Records
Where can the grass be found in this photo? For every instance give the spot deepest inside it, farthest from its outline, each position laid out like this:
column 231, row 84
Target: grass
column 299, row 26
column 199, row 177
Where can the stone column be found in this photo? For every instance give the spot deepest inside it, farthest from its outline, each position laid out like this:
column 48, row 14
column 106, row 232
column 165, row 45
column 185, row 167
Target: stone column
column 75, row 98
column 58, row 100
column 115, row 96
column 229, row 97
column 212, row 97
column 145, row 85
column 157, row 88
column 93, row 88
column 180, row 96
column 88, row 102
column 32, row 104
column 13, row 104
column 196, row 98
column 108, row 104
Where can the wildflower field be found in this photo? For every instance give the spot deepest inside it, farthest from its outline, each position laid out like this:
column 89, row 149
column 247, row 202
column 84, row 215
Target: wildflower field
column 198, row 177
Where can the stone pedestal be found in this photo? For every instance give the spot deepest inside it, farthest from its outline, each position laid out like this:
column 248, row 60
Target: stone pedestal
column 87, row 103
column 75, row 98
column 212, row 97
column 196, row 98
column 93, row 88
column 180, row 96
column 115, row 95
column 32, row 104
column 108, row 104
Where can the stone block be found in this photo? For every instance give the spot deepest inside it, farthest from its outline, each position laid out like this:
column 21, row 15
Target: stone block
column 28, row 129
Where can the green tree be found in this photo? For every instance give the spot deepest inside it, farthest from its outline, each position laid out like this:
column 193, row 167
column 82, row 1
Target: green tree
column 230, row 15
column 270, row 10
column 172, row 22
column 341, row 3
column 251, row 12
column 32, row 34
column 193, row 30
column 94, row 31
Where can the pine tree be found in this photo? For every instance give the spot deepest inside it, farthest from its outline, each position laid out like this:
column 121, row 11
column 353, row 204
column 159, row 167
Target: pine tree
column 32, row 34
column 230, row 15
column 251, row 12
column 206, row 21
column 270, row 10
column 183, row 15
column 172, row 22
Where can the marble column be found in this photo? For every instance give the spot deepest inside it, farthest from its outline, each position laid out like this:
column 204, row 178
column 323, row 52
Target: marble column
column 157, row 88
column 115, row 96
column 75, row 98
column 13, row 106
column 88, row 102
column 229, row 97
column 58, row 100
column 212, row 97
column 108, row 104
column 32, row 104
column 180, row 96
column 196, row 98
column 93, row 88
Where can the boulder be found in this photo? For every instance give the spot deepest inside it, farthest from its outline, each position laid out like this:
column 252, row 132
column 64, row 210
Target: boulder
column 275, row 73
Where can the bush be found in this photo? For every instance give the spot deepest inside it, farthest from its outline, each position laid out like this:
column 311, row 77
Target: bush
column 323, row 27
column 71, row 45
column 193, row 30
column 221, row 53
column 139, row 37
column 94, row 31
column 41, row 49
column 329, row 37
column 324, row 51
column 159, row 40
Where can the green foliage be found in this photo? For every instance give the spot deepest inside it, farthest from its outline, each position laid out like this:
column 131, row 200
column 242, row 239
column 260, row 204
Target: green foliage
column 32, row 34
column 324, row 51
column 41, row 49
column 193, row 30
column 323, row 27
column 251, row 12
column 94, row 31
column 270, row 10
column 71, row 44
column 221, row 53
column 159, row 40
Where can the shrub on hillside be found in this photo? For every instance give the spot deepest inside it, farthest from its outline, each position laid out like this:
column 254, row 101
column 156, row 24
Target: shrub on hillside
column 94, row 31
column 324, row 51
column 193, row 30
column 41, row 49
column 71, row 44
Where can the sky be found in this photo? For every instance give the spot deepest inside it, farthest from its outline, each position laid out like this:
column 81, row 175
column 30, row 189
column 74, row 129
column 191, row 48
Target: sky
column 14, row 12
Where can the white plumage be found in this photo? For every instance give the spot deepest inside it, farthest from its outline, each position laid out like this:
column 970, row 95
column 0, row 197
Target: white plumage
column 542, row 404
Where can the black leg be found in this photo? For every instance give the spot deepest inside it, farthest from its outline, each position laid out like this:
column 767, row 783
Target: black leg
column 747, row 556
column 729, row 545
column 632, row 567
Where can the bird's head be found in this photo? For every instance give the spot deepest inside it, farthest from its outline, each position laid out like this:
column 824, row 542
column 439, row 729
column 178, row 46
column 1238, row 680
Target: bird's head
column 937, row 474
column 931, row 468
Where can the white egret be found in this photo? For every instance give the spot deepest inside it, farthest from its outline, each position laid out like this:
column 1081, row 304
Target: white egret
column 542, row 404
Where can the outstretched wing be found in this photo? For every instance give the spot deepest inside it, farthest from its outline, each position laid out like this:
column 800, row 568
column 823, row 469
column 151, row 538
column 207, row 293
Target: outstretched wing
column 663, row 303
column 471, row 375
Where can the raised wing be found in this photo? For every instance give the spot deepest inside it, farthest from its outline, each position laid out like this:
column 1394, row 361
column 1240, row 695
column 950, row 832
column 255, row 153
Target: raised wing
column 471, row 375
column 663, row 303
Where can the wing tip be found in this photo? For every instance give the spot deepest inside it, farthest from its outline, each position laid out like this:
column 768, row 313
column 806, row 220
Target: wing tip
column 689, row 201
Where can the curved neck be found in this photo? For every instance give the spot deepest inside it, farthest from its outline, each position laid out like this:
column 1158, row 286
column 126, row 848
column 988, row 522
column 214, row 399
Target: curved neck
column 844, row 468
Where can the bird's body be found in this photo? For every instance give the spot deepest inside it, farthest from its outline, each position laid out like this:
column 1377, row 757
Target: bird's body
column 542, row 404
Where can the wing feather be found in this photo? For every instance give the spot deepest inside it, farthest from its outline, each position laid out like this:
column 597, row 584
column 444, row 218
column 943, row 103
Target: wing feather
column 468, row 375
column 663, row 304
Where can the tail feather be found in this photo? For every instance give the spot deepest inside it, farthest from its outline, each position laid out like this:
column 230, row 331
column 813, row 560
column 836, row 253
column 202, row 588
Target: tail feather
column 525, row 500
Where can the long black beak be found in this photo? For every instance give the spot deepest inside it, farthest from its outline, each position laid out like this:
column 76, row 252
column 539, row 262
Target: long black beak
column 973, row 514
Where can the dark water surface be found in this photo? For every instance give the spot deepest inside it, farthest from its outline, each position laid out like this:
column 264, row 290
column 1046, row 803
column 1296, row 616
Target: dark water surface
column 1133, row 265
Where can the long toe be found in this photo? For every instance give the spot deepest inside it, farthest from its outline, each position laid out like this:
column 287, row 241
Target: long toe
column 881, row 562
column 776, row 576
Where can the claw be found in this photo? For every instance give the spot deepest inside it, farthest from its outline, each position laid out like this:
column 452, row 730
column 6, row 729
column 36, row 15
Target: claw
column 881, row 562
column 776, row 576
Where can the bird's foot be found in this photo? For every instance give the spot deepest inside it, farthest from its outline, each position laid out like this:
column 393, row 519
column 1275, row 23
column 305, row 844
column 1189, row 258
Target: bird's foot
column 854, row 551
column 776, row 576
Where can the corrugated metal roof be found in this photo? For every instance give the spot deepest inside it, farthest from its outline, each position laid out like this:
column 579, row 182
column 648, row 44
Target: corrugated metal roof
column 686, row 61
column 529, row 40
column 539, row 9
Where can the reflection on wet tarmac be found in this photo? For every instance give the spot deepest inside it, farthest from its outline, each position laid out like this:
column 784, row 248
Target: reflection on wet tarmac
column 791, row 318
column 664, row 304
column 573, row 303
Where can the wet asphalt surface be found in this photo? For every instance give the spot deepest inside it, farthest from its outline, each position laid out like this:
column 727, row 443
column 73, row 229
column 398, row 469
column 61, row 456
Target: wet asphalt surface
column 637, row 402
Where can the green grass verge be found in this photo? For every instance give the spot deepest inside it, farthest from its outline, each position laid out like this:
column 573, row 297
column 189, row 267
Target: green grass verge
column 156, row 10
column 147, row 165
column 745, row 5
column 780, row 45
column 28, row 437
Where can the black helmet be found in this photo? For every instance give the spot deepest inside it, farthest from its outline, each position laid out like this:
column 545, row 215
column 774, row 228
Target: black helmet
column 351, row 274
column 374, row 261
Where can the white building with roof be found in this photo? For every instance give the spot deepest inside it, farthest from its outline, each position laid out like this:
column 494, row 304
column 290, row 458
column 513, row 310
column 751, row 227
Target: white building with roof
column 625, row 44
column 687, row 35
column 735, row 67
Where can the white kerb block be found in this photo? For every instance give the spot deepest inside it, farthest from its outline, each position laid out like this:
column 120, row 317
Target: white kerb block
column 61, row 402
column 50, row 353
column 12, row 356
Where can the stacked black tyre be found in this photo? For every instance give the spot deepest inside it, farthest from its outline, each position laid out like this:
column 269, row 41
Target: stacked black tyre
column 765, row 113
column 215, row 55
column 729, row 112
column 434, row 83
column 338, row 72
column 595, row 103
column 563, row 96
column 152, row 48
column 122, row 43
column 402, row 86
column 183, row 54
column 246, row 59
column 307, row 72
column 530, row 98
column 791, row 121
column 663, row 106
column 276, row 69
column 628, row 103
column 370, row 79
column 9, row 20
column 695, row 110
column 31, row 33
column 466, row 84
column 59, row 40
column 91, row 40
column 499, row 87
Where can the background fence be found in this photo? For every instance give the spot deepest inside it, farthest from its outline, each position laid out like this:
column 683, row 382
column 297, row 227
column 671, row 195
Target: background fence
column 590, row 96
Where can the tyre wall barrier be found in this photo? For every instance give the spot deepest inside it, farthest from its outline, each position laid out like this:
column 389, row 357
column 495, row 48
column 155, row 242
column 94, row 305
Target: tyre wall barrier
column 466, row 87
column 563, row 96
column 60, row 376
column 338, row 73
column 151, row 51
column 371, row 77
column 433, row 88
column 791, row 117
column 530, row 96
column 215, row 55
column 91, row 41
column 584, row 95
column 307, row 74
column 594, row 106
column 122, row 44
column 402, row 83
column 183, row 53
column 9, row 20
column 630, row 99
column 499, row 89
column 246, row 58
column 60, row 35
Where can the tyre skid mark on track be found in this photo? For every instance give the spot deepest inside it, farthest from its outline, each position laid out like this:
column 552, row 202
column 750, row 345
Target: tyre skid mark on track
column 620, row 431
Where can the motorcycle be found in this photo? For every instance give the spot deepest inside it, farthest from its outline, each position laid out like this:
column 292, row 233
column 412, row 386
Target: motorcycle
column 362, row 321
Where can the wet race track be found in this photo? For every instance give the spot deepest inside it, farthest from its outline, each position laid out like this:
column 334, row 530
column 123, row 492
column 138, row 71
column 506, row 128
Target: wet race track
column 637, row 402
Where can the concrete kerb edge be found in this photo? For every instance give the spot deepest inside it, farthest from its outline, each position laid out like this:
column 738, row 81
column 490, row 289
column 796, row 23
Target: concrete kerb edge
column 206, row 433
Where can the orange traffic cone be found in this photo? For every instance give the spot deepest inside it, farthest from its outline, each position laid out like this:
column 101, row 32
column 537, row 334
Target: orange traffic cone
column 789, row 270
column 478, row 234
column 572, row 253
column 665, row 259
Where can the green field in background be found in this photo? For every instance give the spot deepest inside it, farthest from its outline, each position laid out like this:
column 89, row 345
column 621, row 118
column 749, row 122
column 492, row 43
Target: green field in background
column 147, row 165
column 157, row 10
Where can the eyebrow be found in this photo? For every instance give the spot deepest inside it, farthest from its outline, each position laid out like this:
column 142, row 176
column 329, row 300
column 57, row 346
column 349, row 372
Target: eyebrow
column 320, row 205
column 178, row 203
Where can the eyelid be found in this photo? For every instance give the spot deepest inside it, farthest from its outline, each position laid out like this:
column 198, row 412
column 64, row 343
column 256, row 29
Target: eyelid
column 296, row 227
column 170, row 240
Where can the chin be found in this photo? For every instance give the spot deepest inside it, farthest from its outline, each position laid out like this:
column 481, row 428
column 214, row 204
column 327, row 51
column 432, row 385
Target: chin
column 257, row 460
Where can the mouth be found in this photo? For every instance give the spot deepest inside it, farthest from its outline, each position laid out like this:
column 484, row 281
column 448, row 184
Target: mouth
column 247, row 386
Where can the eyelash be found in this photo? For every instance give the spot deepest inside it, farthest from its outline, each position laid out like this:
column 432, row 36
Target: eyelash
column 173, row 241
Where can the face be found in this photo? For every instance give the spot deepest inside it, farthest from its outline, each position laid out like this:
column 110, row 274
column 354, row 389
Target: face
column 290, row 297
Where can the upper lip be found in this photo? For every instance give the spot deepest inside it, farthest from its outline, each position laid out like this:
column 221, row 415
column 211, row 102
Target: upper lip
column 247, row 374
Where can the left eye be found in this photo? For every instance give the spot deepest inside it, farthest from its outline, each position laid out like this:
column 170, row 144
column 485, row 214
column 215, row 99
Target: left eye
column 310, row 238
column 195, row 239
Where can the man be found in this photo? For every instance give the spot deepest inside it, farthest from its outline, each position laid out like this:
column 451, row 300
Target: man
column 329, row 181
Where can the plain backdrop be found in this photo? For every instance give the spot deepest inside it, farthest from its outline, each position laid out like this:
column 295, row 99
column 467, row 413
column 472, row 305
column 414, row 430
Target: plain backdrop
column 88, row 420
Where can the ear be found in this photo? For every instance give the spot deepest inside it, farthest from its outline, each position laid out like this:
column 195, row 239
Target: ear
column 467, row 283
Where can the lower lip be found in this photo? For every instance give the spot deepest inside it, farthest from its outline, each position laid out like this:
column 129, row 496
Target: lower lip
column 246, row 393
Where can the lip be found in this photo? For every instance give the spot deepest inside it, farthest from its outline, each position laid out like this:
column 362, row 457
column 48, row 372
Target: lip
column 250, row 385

■ Work instructions
From the rows above, render the lines starting at the one containing "Where can the green grass" and ending at the one containing "column 499, row 87" as a JSON list of strings, one string per line, leaving out any blank lines.

■ Written reply
[
  "Where can the green grass verge be found in this photo? For every instance give the spot deepest inside it, farthest from its outline, each position laid out like this:",
  "column 573, row 297",
  "column 189, row 267",
  "Target: green grass verge",
  "column 156, row 10",
  "column 147, row 165",
  "column 745, row 5",
  "column 780, row 45",
  "column 28, row 437",
  "Where can the black helmet be found in this photo? For every instance give the spot deepest inside it, farthest from its outline, each position laid out like this:",
  "column 545, row 215",
  "column 774, row 228",
  "Target: black helmet",
  "column 351, row 274",
  "column 374, row 261",
  "Where can the white building with roof be found in this photo? For every instance give the spot deepest inside it, farthest from its outline, each position laid out like this:",
  "column 494, row 304",
  "column 290, row 458",
  "column 513, row 310",
  "column 751, row 227",
  "Target: white building with roof",
  "column 625, row 44",
  "column 687, row 35",
  "column 735, row 67",
  "Where can the white kerb block be found in this photo? For every instance give the spot deepest inside it, farthest from its outline, each position laid out like this:",
  "column 120, row 317",
  "Target: white kerb block",
  "column 61, row 402",
  "column 50, row 353",
  "column 12, row 356",
  "Where can the stacked black tyre be found in this photo? For every instance give the spot deepest inside it, farthest from its outline, each position laid out like this:",
  "column 269, row 41",
  "Target: stacked black tyre",
  "column 765, row 113",
  "column 215, row 55",
  "column 729, row 112",
  "column 434, row 83",
  "column 338, row 72",
  "column 595, row 103",
  "column 563, row 96",
  "column 152, row 48",
  "column 122, row 43",
  "column 402, row 86",
  "column 183, row 54",
  "column 246, row 59",
  "column 307, row 72",
  "column 530, row 98",
  "column 791, row 121",
  "column 663, row 106",
  "column 276, row 69",
  "column 628, row 103",
  "column 370, row 79",
  "column 9, row 20",
  "column 695, row 110",
  "column 31, row 33",
  "column 466, row 84",
  "column 59, row 40",
  "column 91, row 40",
  "column 499, row 87"
]